---------- Source material
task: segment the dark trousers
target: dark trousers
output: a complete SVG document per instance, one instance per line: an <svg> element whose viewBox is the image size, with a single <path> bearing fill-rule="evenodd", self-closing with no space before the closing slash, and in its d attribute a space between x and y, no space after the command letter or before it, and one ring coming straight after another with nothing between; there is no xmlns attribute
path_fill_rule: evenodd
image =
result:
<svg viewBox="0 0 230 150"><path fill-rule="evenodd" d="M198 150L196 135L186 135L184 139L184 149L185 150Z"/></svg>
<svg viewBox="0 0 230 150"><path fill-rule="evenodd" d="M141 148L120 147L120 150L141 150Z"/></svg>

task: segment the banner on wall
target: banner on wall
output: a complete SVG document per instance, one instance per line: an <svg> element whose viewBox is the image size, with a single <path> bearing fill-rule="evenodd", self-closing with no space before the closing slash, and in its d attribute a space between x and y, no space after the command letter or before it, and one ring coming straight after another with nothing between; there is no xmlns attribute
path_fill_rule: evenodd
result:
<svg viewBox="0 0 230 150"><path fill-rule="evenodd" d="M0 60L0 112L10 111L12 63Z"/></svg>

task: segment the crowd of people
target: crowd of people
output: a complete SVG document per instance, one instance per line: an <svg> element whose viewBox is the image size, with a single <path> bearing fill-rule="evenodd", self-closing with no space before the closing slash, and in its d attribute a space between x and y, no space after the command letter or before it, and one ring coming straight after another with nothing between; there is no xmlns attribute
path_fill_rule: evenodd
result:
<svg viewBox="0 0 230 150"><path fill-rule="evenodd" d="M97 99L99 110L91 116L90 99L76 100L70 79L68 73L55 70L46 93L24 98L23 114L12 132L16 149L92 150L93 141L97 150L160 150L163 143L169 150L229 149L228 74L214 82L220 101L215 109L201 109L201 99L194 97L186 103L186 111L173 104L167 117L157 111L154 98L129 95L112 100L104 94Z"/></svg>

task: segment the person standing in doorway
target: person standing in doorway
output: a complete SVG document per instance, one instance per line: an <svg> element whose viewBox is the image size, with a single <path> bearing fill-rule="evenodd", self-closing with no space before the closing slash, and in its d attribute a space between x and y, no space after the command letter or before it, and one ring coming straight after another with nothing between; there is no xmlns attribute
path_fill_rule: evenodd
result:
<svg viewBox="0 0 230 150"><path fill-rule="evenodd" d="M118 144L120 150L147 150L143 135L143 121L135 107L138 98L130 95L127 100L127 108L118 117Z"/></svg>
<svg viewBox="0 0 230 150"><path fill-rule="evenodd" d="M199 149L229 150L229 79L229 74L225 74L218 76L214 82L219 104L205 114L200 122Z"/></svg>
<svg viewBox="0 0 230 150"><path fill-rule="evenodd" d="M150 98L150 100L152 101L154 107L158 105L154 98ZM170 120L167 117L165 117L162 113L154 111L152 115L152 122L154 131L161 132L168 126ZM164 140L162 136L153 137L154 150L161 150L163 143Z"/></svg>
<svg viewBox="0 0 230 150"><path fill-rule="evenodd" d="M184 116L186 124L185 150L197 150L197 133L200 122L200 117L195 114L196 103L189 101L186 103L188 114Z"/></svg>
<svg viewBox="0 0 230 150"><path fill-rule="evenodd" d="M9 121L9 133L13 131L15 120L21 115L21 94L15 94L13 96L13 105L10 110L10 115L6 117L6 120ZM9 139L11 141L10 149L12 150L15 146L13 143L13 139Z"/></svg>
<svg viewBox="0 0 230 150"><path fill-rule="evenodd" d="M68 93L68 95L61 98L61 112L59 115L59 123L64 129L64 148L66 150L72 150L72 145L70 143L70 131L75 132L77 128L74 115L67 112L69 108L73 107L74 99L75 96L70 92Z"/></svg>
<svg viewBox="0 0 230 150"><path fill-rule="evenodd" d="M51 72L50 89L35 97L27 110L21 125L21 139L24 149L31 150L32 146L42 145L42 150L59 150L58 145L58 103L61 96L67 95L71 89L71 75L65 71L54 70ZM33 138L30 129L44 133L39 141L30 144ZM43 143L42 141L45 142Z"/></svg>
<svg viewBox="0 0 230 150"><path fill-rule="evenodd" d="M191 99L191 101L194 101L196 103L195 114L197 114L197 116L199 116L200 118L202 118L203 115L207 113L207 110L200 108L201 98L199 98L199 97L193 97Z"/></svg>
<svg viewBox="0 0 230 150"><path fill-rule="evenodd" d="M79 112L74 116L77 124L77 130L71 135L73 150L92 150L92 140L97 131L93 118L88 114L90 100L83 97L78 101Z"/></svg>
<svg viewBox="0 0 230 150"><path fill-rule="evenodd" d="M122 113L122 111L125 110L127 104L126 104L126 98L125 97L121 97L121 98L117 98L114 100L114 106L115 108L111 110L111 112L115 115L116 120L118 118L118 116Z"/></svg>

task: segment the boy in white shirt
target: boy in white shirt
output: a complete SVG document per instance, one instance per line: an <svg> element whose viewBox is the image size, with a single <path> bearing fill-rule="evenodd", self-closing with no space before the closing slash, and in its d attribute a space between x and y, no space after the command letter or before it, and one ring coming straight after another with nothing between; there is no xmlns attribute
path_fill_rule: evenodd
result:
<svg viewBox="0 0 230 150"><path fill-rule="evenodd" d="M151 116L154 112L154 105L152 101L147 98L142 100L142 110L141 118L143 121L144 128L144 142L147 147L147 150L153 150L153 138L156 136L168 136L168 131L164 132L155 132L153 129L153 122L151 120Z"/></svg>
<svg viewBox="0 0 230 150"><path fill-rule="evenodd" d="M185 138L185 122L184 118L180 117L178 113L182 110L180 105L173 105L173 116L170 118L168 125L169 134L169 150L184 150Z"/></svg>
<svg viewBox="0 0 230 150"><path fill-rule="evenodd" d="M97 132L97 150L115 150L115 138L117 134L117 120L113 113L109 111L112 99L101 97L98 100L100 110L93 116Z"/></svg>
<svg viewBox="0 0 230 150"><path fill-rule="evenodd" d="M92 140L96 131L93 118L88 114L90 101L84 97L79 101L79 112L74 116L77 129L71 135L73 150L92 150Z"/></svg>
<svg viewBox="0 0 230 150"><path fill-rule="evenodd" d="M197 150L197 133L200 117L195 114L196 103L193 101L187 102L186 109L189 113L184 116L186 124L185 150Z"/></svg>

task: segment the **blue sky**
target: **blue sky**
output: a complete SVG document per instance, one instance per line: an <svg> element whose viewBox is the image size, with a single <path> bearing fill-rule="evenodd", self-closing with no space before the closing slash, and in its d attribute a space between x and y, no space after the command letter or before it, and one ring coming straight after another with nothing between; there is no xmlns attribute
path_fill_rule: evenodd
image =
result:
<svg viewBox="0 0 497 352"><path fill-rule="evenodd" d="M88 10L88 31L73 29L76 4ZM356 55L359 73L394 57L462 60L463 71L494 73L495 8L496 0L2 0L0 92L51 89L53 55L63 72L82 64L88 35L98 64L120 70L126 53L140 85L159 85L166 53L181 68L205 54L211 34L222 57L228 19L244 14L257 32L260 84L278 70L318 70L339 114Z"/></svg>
--------------------
---------- Source material
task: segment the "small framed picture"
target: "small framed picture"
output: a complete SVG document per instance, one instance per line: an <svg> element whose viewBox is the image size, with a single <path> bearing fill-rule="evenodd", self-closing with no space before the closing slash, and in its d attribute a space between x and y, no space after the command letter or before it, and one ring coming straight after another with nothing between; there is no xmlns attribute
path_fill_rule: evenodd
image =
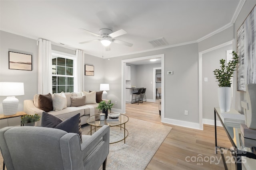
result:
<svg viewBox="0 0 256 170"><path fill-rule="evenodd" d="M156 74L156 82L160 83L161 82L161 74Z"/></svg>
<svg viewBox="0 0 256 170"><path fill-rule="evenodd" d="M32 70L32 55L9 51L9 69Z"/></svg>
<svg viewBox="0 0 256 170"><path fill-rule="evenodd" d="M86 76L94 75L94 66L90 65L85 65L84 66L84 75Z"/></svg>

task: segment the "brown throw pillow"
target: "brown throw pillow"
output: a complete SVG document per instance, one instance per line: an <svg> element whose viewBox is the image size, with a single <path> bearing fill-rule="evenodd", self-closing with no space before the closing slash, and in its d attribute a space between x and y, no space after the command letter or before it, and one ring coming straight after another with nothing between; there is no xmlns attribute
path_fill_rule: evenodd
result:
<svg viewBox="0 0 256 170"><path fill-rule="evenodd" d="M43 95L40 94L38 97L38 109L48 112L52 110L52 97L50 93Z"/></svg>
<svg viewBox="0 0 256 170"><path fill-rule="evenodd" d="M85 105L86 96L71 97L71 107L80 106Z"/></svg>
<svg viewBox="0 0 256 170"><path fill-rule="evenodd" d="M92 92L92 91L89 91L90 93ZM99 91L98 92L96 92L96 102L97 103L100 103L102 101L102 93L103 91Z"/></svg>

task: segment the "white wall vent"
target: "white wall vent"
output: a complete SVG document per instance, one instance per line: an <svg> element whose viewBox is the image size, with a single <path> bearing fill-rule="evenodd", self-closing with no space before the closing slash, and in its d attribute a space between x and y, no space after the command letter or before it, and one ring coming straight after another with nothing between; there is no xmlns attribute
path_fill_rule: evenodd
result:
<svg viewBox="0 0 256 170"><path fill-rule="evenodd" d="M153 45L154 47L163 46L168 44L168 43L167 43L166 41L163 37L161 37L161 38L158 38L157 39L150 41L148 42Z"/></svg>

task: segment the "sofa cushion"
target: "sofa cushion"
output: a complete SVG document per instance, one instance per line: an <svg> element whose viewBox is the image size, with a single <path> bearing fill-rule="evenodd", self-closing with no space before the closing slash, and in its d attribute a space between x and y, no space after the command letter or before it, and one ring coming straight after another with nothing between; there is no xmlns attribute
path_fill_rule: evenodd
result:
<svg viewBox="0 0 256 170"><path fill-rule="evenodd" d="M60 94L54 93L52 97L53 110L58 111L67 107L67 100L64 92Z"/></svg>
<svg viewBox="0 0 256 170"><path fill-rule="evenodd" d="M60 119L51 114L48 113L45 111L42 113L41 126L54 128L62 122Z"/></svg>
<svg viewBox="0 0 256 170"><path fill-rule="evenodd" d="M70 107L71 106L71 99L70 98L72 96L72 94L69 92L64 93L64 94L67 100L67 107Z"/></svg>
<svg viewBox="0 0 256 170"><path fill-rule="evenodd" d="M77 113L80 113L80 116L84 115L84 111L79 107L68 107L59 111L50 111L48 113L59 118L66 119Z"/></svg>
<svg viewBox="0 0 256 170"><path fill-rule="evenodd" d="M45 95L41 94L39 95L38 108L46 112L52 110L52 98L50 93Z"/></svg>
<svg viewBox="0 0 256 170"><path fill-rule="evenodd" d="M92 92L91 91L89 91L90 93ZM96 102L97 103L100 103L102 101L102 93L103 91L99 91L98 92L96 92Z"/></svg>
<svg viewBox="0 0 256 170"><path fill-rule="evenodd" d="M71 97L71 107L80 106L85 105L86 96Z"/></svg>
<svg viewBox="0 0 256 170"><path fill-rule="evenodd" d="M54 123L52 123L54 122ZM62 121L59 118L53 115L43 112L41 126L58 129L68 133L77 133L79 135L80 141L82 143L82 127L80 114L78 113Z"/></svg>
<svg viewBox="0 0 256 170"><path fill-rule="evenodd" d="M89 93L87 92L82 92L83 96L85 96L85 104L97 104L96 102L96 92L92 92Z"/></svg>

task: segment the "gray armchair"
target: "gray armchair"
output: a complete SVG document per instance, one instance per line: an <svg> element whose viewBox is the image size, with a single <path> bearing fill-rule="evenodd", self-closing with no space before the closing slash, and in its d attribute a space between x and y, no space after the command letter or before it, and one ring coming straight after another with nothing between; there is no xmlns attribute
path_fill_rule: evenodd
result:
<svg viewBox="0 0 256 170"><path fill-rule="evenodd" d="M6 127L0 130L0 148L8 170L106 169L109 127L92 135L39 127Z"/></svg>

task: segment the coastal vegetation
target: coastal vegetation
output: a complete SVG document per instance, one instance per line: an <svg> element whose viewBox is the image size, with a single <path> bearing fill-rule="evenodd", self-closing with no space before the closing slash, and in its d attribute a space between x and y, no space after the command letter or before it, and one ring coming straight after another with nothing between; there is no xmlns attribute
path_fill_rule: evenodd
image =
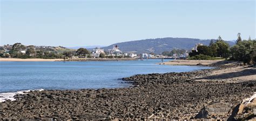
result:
--------------------
### Task brief:
Count the lines in the listing above that contain the word "armchair" and reply with only that number.

### The completed task:
2